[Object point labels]

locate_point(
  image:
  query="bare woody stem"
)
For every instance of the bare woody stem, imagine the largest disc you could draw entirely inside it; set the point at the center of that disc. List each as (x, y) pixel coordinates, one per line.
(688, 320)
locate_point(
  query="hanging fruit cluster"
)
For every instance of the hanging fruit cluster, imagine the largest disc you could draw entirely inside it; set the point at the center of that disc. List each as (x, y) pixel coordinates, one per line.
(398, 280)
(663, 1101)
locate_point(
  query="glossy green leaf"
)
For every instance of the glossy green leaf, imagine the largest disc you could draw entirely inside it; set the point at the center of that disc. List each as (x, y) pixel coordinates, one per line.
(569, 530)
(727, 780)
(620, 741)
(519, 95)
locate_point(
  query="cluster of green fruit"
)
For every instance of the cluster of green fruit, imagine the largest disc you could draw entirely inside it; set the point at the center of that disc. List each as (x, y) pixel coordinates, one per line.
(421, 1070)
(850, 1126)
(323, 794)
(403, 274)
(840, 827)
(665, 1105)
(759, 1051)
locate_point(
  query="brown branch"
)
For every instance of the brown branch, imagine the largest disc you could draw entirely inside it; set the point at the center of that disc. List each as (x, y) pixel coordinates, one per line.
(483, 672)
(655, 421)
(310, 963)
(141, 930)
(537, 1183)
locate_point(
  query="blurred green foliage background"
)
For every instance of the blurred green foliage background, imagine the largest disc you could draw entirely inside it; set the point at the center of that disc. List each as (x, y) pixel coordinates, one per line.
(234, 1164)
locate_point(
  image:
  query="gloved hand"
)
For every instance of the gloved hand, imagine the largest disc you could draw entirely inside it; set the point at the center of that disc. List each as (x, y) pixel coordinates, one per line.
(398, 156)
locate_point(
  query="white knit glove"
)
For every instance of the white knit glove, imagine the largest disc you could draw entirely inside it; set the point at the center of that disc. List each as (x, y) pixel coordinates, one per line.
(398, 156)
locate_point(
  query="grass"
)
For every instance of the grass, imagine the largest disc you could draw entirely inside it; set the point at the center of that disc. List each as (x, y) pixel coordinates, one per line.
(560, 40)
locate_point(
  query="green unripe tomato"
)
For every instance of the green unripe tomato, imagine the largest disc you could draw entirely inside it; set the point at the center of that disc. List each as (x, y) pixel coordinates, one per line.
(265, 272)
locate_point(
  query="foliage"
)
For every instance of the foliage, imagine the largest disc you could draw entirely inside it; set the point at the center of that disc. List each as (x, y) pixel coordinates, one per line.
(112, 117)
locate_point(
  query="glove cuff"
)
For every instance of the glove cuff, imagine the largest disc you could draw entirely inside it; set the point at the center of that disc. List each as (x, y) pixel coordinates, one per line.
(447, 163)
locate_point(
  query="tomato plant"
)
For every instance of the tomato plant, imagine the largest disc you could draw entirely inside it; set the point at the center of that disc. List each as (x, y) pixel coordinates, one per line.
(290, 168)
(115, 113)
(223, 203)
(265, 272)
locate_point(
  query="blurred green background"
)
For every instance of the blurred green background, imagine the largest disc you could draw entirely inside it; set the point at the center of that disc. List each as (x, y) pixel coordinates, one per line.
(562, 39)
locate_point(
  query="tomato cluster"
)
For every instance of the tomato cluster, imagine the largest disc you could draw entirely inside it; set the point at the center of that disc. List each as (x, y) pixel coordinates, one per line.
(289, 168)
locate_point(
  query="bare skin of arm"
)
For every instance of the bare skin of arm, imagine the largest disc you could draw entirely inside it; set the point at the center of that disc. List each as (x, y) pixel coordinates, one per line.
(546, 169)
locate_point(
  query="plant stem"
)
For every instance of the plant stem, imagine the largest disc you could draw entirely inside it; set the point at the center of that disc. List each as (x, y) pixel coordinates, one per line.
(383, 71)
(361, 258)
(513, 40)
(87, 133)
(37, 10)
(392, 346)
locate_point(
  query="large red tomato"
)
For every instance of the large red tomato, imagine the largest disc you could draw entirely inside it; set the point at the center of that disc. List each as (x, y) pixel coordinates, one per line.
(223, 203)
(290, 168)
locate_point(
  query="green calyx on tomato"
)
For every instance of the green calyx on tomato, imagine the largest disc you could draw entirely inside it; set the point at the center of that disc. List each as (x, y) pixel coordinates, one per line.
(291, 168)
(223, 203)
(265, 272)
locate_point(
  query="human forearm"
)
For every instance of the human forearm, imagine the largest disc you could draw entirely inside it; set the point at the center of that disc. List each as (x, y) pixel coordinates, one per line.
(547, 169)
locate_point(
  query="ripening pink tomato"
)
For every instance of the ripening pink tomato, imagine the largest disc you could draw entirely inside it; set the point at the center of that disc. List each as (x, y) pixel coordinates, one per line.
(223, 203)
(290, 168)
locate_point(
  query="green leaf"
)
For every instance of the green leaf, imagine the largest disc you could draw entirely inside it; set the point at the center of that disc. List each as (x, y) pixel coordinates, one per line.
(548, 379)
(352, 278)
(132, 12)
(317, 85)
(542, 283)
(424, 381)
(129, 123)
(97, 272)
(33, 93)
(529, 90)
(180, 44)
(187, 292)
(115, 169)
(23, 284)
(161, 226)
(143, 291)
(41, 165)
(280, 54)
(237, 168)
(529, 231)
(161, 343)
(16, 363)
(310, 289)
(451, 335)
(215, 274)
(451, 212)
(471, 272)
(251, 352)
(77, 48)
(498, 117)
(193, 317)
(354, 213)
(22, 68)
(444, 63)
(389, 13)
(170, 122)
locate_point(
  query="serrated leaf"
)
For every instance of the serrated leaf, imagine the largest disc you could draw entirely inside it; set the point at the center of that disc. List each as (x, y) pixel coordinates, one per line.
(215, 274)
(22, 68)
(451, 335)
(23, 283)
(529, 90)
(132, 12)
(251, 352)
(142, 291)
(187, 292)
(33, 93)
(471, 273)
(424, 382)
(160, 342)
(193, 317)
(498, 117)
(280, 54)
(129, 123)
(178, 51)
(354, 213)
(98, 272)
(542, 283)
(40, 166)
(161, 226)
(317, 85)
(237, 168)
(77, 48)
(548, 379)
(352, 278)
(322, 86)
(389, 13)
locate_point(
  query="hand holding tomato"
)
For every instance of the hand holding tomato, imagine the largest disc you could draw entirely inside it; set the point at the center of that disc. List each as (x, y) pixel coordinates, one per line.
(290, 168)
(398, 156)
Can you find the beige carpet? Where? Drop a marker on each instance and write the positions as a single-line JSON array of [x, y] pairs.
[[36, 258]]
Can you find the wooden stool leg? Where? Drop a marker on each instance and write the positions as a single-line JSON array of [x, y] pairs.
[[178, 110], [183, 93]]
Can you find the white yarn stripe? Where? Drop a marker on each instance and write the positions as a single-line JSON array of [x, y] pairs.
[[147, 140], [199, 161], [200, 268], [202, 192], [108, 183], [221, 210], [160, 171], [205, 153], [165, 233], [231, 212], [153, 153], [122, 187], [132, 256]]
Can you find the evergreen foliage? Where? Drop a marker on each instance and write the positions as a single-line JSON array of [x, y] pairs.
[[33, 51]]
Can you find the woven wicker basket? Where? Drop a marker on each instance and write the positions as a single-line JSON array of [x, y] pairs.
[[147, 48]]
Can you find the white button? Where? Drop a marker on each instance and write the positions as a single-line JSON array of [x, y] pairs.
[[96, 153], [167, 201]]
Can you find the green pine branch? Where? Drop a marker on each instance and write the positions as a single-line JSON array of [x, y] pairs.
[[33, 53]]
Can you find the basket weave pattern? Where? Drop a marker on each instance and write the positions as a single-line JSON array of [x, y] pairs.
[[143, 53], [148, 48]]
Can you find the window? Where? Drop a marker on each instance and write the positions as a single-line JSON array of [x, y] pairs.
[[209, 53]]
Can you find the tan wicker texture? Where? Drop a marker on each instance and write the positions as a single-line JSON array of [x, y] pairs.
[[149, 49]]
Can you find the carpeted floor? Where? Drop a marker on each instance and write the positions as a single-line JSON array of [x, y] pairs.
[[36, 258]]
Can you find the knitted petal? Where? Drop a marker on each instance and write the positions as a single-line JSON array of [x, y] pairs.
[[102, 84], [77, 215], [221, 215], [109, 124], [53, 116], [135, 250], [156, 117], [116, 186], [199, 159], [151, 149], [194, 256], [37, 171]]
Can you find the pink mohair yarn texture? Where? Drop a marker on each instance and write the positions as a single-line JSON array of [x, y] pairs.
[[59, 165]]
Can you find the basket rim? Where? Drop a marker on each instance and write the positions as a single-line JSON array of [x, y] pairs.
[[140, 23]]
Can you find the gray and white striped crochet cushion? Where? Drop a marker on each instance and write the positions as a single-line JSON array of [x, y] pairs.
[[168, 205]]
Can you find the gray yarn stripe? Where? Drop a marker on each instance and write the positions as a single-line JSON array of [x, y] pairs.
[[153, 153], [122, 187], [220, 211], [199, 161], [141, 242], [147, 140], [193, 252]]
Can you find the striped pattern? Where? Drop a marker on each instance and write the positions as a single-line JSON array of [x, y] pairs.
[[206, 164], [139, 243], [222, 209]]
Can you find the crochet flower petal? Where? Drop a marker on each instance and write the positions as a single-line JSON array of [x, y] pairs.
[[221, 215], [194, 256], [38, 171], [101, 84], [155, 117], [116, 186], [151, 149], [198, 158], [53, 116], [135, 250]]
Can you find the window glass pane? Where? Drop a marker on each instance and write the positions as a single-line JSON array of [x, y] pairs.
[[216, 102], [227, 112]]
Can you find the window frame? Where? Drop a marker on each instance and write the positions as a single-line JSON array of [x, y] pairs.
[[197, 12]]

DIRECTION: Could you format the data from its first line through the line containing "(537, 1183)", both included, as a JSON list of strings with one string per line, leaving out blank lines?

TASK RESPONSE:
[
  "locate_point(",
  "  image:",
  "  query=\"bare woody stem\"",
  ")",
  "For every instance of the bare woody stem, imagine the largest disc you could draw entirely inside it; set the point at the center of that disc. List each as (x, y) pixel coordinates, one per line.",
  "(688, 320)",
  "locate_point(",
  "  query=\"hanging fruit cluster\"",
  ")",
  "For every instance of the hanging fruit cluster, imagine the largest disc you could draw entirely inside it; set the point at the center of that disc. List each as (x, y) pixel coordinates, one per line.",
  "(398, 280)",
  "(663, 1101)",
  "locate_point(",
  "  query=\"glossy green leaf\"",
  ")",
  "For every instance of the glossy green leaf, imagine the largest disc you could draw entirely inside it; set the point at the center of that disc. List each as (x, y) pixel coordinates, one per line.",
  "(569, 530)",
  "(727, 780)",
  "(620, 741)",
  "(519, 95)",
  "locate_point(",
  "  query=\"cluster of green fruit\"",
  ")",
  "For every instance of the cluster of green fruit, imagine the largest disc you could draw entirely inside it; set the point at the center of that disc. List each as (x, y) pixel coordinates, one per line.",
  "(421, 1070)",
  "(850, 1126)",
  "(323, 794)",
  "(403, 274)",
  "(840, 827)",
  "(665, 1105)",
  "(759, 1051)",
  "locate_point(",
  "  query=\"brown branch\"",
  ")",
  "For every instance of the brown branch, imagine the largest disc you could draw entirely inside it; set the point at the center of that disc. List each as (x, y) pixel coordinates, one per line.",
  "(483, 672)",
  "(655, 421)",
  "(310, 963)",
  "(141, 930)",
  "(537, 1183)"
]